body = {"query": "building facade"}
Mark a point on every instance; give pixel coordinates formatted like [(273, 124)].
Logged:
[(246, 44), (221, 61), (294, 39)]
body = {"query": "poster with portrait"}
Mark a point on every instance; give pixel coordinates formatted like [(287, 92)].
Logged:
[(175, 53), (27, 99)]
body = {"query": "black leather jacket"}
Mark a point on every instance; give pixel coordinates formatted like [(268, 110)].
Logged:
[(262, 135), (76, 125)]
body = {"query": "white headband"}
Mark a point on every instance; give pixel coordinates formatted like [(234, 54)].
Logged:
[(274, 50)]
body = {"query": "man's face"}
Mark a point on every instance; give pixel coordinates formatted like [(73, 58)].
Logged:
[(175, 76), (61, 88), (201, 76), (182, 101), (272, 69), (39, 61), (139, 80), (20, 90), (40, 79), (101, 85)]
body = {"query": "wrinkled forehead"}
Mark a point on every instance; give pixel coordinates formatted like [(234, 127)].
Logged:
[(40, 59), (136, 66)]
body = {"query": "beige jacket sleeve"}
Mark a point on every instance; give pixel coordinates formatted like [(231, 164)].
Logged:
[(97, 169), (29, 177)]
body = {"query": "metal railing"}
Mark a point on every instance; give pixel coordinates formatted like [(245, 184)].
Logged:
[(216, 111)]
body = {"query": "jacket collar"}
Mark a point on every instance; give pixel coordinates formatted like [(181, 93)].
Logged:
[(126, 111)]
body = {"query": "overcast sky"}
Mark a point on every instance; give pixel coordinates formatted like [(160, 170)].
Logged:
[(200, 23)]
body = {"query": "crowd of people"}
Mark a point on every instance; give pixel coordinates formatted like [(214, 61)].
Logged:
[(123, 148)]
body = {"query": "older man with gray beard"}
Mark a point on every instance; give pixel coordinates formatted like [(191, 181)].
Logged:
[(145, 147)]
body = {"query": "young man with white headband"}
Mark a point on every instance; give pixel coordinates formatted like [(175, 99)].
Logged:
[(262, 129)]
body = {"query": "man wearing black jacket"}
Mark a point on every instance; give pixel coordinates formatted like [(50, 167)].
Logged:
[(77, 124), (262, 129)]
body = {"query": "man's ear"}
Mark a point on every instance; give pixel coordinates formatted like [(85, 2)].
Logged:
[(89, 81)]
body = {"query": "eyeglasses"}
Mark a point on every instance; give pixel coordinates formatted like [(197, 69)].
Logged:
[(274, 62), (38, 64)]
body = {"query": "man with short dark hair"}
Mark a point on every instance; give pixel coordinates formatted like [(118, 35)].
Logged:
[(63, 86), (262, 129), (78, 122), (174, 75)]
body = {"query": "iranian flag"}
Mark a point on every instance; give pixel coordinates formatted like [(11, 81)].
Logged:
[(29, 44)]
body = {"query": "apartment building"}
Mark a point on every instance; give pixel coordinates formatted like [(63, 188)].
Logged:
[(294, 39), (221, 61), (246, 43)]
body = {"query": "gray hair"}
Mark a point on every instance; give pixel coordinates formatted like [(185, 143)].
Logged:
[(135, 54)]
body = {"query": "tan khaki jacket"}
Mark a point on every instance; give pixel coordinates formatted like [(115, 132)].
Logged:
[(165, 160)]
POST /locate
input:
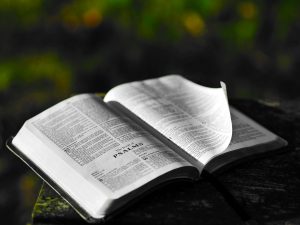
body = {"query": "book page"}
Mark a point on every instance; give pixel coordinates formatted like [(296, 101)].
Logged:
[(194, 117), (109, 150), (249, 138)]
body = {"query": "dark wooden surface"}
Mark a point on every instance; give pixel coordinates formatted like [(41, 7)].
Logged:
[(268, 188)]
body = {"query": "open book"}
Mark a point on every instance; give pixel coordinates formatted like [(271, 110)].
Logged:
[(102, 154)]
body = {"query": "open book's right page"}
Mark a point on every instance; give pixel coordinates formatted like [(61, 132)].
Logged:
[(248, 139), (195, 118)]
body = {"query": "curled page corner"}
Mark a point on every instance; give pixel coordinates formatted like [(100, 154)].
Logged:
[(223, 86)]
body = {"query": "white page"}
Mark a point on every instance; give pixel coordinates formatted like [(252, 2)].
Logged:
[(194, 117), (110, 151)]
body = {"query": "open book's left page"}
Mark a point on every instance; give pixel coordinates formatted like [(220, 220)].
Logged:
[(93, 153)]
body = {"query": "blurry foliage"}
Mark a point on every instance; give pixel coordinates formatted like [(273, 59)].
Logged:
[(40, 70), (20, 12), (236, 23)]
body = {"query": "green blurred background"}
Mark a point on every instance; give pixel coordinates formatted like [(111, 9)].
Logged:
[(50, 50)]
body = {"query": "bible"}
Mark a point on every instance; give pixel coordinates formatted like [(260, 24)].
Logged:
[(101, 154)]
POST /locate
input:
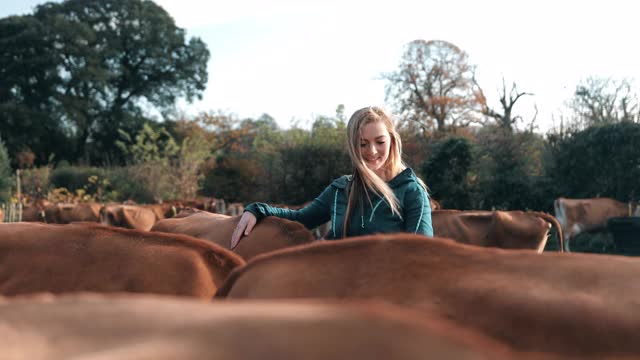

-------------------------

## What you need to do
Reproduce every line of the records above word for word, leaving out the pictures.

## The answer
body = {"query": "building facade"}
Mark a point on every instance; give pixel coordinates formatted like [(273, 124)].
Logged:
[(246, 44), (221, 61), (294, 39)]
body = {"query": "poster with portrait"}
Mark a point on every instance; give pixel coordinates formatted like [(287, 92)].
Logged:
[(175, 53), (27, 99)]
body = {"query": "black leather jacket"}
Mark a point on every instance; give pixel coordinates formatted like [(268, 110)].
Logged:
[(262, 135), (76, 125)]
body = {"query": "white headband"}
Mark a point on every instance; give pixel coordinates formatted like [(234, 54)].
Logged:
[(274, 50)]
body = {"query": "man's face"}
Mark a point on every instance; give pixel coordinates formatted like [(73, 58)].
Logged:
[(175, 76), (61, 88), (201, 76), (182, 101), (272, 69), (39, 61), (139, 80), (20, 90), (40, 79), (101, 85)]
body = {"query": "wrinkled forehead"}
Mark a point on every instance; give pixel coordinates formatted like [(234, 127)].
Logged:
[(40, 59), (136, 66)]
body = {"query": "beige jacket sleeve"}
Mark a point on every instance; give pixel coordinates formatted like [(231, 164)].
Logged:
[(97, 169), (29, 177)]
body = {"query": "metal railing"}
Mark a point on every instance; give pixel coordinates formatted like [(245, 184)].
Logged:
[(216, 111)]
body = {"query": "jacket collar"}
Mark a point on every instance; give pixel coordinates formatted like [(181, 93)].
Logged:
[(126, 111)]
body = {"query": "overcast sky"}
Mark a point on every instance; give pixel coordinates formatted like [(160, 170)].
Logged:
[(200, 23)]
body = {"query": "crowd of people"}
Mark a point on every instance; give pixel coordinates formatted like [(214, 61)].
Logged:
[(123, 148)]
body = {"query": "older man with gray beard"}
Mark a point on every instance; give pixel coordinates formatted like [(191, 181)].
Logged:
[(145, 147)]
body = {"query": "young man with white headband"}
Mark a point on every instance; give pixel coordinates formatted like [(175, 99)].
Logged:
[(262, 129)]
body = {"query": "man wearing black jacket"}
Mark a point on every instance; give pixel coordinates formatted like [(50, 167)].
Logged:
[(77, 124), (262, 129)]
body = {"query": "man's ear"}
Mark a point on every instance; give pixel coordinates formatted like [(85, 2)].
Logged:
[(89, 81)]
body = {"query": "eyeglasses"}
Mark a point on every instance; give pixel coordinates formatted like [(197, 69)].
Logged:
[(274, 62), (38, 64)]
body = {"query": "man with short dark hair"}
Mark a point on every instance; give pixel coordinates formatted like [(118, 35)].
Logged:
[(63, 86), (262, 129), (78, 122), (174, 75)]
body = {"query": "iranian flag"}
Mark a point on every instance; give pixel coordinates formatted like [(11, 81)].
Logged:
[(29, 44)]
body = {"query": "apartment building"}
Mark a point on every instance; give pixel coordinates formatted like [(63, 188)].
Logged:
[(294, 39), (221, 61), (246, 43)]
body = {"query": "gray hair"}
Mark a point on every instance; give pixel coordinates formatted like [(185, 143)].
Logged:
[(135, 54)]
body = {"query": "tan khaki jacket"}
Mark a point on every instance; give pixel coordinates formatted like [(115, 132)].
Logged:
[(165, 160)]
POST /locate
input:
body = {"query": "book page"}
Mark a point on every instance; give pixel coordinates formatted like [(296, 101)].
Logged:
[(194, 117), (109, 150), (249, 138)]
body = {"query": "dark wooden surface"}
Mark a point on every instance; give pixel coordinates formatted like [(41, 7)].
Logged:
[(268, 188)]
body = {"query": "open book"}
Mark a point on every instance; give pixel coordinates formatted like [(271, 110)].
Logged:
[(102, 154)]
body = {"query": "open book's right page"}
Mark a point on every instance; give pixel coordinates formatted like [(61, 132)].
Logged:
[(248, 139), (195, 118)]
body = {"query": "curled page corner"}
Mark a point on every instance; give pixel coordinates formatted like [(100, 154)].
Logged:
[(223, 86)]
body = {"query": "white page"}
Mark a point on every instance; give pixel coordinates formatted like [(252, 2)].
Logged:
[(194, 117), (110, 151)]
body = {"query": "open book's left page"}
Mark a point on every instance; give pixel coordinates formatted like [(220, 220)].
Logged:
[(93, 153)]
body = {"query": "blurry foliage"}
Mark a point on every instance; give pixel coordinates formatted like [(273, 59)].
Logged:
[(40, 70), (20, 12), (236, 23)]
body = {"query": "green blurred background"}
Mark a point on every instance; give pixel coordinates formatted like [(111, 9)].
Logged:
[(50, 50)]
body = {"query": "bible"}
Mark a point on every instance; give pixel coordinates formatted like [(260, 24)].
Logged:
[(101, 154)]
POST /locate
input:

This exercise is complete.